→ **MATERIAL**
++++++++

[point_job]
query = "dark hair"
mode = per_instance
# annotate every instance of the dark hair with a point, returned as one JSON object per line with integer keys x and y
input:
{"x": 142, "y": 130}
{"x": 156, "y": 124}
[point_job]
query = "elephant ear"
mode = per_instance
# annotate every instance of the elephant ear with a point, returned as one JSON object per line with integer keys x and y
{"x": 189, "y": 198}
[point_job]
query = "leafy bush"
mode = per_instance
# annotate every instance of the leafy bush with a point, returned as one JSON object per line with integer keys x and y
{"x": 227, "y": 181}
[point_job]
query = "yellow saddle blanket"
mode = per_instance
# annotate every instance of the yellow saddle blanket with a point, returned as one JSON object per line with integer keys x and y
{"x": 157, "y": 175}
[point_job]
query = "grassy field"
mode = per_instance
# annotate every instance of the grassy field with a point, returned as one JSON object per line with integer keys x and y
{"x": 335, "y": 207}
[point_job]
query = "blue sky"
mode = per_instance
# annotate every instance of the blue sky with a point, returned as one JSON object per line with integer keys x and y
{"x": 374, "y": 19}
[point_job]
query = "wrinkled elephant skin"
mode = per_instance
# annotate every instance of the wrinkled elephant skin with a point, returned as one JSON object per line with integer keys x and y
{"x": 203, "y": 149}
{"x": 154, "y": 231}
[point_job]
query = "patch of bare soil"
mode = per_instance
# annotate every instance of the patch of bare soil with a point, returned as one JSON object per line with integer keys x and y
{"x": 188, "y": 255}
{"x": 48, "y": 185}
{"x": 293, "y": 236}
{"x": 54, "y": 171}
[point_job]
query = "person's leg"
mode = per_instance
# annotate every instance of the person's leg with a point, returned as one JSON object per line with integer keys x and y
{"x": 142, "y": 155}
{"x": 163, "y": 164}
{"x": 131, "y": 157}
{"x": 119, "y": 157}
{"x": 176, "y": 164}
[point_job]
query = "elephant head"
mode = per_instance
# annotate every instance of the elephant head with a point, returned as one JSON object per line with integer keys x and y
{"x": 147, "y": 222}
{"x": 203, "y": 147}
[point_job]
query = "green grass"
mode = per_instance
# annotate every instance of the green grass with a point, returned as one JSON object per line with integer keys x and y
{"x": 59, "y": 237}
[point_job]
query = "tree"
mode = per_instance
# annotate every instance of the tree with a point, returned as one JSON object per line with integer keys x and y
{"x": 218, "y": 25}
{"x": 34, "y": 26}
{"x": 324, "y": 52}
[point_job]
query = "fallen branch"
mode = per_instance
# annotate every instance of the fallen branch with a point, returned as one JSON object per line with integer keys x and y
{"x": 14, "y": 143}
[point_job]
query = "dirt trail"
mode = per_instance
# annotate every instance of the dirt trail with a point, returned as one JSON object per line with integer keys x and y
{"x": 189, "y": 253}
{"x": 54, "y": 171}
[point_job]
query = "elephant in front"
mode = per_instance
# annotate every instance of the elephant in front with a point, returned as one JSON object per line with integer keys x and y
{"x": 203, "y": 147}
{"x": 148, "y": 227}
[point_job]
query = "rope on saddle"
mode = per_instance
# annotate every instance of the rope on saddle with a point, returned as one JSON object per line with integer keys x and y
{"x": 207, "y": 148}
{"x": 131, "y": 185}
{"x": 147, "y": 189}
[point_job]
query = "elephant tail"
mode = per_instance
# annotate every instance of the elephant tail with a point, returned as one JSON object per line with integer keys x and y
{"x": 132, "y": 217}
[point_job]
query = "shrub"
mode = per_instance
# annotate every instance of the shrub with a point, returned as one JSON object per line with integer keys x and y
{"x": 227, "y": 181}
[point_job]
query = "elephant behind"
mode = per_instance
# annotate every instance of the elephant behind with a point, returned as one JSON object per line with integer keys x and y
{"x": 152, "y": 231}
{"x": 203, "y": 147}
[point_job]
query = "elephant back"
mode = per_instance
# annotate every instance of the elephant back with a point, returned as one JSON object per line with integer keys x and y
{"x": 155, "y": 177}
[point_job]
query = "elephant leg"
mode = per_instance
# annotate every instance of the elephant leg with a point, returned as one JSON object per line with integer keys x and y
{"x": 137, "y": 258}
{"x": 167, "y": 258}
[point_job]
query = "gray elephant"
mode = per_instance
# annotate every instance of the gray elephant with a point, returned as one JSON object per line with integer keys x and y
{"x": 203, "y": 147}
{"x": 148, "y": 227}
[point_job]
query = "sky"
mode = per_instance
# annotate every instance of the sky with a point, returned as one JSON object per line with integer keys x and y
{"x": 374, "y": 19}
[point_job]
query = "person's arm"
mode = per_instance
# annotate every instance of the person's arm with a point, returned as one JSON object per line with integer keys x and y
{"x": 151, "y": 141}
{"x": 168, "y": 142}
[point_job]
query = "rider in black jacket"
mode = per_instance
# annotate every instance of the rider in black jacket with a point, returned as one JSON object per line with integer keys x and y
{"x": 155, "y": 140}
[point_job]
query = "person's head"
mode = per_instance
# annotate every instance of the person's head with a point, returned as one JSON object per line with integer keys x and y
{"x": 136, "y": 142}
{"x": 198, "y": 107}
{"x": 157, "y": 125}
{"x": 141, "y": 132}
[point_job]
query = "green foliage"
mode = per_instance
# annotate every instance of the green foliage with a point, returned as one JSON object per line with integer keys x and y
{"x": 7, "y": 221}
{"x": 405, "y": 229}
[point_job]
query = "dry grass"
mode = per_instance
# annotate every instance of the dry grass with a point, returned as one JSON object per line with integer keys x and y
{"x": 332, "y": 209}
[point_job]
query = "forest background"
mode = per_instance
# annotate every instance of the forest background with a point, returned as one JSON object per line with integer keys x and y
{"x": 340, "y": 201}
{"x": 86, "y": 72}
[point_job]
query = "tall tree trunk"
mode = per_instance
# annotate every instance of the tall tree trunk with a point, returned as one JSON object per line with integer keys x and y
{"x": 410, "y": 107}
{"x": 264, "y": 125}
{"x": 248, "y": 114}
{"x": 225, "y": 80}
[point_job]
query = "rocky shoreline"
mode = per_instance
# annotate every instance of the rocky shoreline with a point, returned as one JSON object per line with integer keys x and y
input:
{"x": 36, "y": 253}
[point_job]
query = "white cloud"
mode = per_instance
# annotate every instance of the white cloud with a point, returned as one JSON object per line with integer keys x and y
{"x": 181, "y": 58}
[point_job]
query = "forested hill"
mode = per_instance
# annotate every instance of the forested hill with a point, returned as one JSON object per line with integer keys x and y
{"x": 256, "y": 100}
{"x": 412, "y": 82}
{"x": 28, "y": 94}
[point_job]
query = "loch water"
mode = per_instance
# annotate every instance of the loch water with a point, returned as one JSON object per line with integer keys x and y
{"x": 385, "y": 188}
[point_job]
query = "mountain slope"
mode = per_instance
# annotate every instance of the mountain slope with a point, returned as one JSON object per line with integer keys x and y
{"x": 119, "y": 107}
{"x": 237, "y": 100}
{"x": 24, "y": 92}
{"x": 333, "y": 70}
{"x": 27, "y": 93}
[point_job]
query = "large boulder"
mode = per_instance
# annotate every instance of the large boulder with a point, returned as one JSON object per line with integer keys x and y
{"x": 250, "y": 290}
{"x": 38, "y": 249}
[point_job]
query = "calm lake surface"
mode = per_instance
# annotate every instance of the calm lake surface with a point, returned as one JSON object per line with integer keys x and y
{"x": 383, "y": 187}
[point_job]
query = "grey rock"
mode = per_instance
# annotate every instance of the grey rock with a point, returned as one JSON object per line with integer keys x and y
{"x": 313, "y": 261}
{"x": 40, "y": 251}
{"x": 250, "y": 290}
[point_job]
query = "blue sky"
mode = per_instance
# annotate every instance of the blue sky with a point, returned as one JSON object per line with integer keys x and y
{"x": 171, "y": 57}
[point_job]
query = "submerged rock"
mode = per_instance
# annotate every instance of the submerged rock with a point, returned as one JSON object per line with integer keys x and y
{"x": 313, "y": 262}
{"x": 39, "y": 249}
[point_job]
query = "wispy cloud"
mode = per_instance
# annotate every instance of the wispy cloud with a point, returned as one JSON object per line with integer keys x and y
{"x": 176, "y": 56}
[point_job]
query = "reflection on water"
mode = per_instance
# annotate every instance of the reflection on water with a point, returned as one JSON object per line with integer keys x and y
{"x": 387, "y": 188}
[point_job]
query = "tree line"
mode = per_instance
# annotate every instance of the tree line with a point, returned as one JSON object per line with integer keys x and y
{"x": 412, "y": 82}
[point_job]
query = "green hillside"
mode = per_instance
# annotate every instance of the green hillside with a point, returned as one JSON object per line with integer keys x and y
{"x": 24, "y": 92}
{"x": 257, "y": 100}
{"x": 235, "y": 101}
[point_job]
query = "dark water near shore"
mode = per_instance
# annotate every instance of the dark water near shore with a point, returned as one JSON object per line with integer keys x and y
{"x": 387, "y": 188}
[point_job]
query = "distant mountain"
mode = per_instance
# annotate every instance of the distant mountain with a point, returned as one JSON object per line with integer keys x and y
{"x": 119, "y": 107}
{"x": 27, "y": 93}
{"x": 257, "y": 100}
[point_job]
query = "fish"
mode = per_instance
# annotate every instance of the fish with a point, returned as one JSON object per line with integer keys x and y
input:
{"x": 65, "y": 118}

++++++++

→ **GIVEN EXERCISE**
Pick out every line of the records that contains the string "hair" and copy each one.

→ **RESPONSE**
query = "dark hair"
# annotate every instance of the dark hair with a point, returned as one JSON object per line with integer keys x and y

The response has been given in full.